RAW DATA:
------------
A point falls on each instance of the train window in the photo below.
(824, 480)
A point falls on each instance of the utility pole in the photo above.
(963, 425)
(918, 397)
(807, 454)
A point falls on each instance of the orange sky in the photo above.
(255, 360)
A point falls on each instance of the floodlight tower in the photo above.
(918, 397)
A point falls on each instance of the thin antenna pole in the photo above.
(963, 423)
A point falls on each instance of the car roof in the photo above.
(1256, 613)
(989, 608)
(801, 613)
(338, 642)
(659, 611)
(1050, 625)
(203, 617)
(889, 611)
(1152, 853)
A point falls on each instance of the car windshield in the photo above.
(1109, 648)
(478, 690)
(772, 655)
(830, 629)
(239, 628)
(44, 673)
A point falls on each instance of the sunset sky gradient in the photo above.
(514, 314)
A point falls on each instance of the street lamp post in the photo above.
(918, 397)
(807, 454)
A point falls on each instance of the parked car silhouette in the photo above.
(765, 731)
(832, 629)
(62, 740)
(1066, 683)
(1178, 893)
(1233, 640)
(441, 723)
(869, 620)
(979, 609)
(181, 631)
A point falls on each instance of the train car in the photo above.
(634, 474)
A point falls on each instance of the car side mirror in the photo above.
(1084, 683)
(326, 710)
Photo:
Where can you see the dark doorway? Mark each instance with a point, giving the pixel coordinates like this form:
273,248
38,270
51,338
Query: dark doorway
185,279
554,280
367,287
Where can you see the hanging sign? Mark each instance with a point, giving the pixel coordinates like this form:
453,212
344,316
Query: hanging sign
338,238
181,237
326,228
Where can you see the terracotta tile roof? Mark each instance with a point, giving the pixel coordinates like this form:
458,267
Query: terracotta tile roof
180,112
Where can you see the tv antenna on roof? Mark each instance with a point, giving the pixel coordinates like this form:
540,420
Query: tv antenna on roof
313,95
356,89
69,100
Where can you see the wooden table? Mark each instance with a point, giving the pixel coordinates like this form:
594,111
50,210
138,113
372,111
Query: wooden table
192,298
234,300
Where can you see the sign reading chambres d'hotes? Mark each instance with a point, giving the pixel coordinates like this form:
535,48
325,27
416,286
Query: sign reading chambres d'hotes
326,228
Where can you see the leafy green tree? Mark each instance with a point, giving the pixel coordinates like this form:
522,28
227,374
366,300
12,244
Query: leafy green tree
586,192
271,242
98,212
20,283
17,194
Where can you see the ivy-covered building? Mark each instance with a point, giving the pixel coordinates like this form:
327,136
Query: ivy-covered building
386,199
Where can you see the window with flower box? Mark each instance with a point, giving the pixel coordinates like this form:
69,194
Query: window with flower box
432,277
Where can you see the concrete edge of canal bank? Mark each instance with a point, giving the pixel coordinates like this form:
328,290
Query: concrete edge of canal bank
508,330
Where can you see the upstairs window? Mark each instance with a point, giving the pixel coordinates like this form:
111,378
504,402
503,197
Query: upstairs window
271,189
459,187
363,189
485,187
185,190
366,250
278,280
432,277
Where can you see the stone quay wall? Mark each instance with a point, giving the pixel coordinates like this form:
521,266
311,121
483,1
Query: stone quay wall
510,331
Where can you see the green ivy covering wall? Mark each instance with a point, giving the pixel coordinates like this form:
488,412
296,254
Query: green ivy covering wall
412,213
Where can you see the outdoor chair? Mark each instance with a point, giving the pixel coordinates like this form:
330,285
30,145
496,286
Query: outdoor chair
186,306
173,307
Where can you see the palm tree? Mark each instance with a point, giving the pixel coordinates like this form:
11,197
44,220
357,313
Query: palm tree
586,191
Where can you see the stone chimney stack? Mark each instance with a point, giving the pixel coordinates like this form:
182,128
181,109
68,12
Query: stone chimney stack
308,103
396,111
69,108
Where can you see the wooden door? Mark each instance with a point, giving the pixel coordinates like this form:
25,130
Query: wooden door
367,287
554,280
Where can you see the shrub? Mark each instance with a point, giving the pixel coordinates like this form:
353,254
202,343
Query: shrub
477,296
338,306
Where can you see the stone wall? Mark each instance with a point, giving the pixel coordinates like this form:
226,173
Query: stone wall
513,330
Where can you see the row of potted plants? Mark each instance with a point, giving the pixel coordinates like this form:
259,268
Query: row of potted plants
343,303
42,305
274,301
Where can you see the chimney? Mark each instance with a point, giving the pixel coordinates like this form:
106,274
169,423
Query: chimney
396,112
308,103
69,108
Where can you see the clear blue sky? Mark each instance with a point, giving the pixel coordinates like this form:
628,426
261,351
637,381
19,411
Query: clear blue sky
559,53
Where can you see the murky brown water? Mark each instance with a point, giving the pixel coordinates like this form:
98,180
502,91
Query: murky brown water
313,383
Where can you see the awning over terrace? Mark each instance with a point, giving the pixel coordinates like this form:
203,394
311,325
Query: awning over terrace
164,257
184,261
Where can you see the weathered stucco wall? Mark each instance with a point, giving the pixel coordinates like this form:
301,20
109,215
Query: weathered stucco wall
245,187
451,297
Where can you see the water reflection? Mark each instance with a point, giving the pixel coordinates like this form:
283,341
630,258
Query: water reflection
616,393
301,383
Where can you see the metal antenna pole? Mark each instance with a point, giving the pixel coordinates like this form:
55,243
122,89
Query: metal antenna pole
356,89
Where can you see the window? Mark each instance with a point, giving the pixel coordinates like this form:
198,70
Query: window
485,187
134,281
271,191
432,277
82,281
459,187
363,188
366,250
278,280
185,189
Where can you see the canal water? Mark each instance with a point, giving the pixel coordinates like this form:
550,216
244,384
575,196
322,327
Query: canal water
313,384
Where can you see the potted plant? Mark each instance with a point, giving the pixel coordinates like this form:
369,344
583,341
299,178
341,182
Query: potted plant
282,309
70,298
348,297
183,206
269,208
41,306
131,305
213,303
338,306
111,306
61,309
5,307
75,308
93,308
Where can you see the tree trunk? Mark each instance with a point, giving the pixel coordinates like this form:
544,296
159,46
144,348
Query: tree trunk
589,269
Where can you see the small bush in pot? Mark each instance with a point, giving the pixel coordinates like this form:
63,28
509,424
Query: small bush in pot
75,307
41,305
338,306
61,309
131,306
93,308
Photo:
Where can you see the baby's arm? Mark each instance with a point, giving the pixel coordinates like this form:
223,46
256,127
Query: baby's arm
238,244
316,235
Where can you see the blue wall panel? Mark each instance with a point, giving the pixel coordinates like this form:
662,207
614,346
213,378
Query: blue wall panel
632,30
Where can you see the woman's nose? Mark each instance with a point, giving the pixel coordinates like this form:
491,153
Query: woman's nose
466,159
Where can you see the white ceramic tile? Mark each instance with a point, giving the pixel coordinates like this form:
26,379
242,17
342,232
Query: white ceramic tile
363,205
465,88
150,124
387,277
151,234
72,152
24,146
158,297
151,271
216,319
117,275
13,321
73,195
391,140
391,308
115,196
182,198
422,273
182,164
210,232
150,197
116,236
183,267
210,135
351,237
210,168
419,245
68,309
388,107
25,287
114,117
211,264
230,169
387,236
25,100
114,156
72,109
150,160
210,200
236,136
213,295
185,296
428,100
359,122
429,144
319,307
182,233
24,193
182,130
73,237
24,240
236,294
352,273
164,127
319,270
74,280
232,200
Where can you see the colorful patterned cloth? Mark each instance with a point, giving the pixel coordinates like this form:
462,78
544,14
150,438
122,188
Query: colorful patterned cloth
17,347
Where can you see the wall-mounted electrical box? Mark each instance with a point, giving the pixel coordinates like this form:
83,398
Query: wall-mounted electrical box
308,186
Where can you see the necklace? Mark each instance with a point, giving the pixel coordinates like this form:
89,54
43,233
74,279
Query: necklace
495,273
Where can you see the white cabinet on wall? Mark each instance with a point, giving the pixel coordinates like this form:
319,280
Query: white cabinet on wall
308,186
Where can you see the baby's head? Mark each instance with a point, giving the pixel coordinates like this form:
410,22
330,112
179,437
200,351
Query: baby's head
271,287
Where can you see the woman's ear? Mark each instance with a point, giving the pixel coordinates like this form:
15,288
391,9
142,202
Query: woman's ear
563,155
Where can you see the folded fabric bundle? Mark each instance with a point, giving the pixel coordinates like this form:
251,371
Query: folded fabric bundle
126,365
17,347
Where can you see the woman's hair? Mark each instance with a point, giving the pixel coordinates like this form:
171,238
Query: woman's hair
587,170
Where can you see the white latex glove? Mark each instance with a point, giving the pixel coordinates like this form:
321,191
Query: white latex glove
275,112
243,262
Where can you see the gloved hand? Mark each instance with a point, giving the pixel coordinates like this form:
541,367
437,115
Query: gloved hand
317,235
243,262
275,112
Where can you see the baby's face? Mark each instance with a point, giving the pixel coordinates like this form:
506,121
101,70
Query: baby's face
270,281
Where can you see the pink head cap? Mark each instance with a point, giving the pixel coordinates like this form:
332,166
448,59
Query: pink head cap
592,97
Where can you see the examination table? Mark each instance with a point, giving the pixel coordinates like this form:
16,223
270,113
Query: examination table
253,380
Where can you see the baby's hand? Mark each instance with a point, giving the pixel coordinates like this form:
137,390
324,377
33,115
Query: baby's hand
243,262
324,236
------------
TASK PROMPT:
Each line from the one containing "Where can you see the baby's face?" to the end of the listing above should be copied exactly, and nothing else.

RESPONSE TO THE EXERCISE:
Where can you see the baby's face? Mark each instance with a point, giving the pixel coordinates like this form:
506,121
101,70
Query: baby's face
270,281
Where can you see the pink head cap? Mark each instance with a point, giving the pixel coordinates like this form:
332,166
448,59
Query: pink head cap
592,97
Where can you see the examination table? Mark each instance with a point, giving the pixel coordinates like this form:
16,223
270,113
Query: examination table
253,380
Where can you see the baby's hand? Mark each instance with a point, giving the pixel coordinates like this form:
137,390
324,377
33,115
Query: baby's hand
243,262
324,236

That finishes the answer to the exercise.